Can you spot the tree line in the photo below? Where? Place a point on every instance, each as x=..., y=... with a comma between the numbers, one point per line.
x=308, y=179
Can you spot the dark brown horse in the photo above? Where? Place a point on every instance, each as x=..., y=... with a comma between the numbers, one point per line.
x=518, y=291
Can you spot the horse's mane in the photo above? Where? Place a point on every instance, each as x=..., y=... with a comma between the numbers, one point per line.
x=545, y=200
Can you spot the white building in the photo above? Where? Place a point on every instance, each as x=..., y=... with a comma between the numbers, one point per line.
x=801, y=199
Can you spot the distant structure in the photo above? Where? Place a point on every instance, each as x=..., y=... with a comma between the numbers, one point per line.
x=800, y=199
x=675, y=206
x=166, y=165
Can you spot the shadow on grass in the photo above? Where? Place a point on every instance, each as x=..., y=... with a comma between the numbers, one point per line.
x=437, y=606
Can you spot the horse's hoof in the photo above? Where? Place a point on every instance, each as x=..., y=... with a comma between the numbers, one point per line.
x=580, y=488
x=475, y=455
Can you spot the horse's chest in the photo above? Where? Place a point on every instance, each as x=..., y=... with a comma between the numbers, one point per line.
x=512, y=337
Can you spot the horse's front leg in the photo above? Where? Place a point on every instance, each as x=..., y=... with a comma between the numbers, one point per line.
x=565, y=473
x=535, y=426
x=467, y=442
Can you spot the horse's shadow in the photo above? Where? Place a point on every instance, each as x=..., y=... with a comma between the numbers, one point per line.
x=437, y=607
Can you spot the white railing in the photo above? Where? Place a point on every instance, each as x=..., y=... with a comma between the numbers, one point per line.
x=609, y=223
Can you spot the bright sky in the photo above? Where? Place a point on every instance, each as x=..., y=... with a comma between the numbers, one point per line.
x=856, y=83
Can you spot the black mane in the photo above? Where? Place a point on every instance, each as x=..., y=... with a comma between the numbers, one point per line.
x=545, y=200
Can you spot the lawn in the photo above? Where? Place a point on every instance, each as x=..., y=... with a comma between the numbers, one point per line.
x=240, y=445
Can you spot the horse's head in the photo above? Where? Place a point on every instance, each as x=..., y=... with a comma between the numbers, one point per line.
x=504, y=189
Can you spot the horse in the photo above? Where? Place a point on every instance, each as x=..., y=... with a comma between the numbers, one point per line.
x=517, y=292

-------------------------

Reproduce every entry above word for word.

**ANSWER TO THIS EXERCISE**.
Can you spot the tree line in the photo below? Where? Place a point on every instance, each as x=..., y=... with a comma between the numbers, one point per line.
x=308, y=179
Can you spot the dark brown horse in the photo above? Where? Place a point on every instance, each as x=..., y=... with a comma between the numbers, one point per line.
x=518, y=291
Can you spot the horse's mane in the photo above? Where? Place a point on every instance, each as x=..., y=... with a comma between the numbers, one point per line.
x=545, y=200
Can you spot the white building in the photo above? Where? Place a point on every instance, each as x=..., y=... with a comma between the numbers, one point per line.
x=801, y=199
Can you spot the distant structure in the photo above? Where? Place a point on every instance, each as x=..., y=... with a comma between the numbers, one point per line.
x=800, y=199
x=675, y=206
x=166, y=165
Can you spot the shadow on grass in the photo above? Where? Place a point on every instance, each as x=..., y=... with a comma between the numbers, one point per line.
x=437, y=606
Can you spot the horse's hoof in the photo above? Where? Place a point on every instance, each as x=..., y=... with a comma between the numbers, one point per line.
x=580, y=488
x=475, y=455
Can you spot the horse's chest in the photo above? Where? Place a point on every instance, each as x=..., y=... with a comma between the numbers, one point per line.
x=512, y=337
Can you spot the horse's front leg in the photo above? Where? Place a point on every instance, each as x=..., y=... with a comma between the numbers, one point per line.
x=565, y=473
x=535, y=426
x=467, y=442
Can you spot the horse's shadow in the photo above? Where? Place a point on every instance, each as x=..., y=... with a comma between the numbers, one point per line.
x=437, y=607
Can you spot the white railing in the photo above? Where? Place a point on every instance, each as x=..., y=... with a comma between the numbers, one point per line.
x=609, y=223
Can you spot the bright sky in the photo above? Where? Place a point on every instance, each as x=..., y=... with a comma between the numbers, one point per line.
x=856, y=83
Can you spot the black mane in the photo above? Where? Place a point on every instance, each as x=..., y=... with a comma between the numbers, one point per line.
x=545, y=200
Can you spot the lawn in the photo above? Where? Place a point on every instance, each as x=..., y=... with a comma between the numbers, one point per line.
x=240, y=445
Can you spot the horse's head in the photo above? Where? Place a point on every instance, each as x=..., y=... with a comma between the numbers, one point per line.
x=504, y=189
Can you spot the horse in the photo above? Where? Place a point on every instance, each as x=..., y=... with a comma between the numbers, one point per line.
x=517, y=292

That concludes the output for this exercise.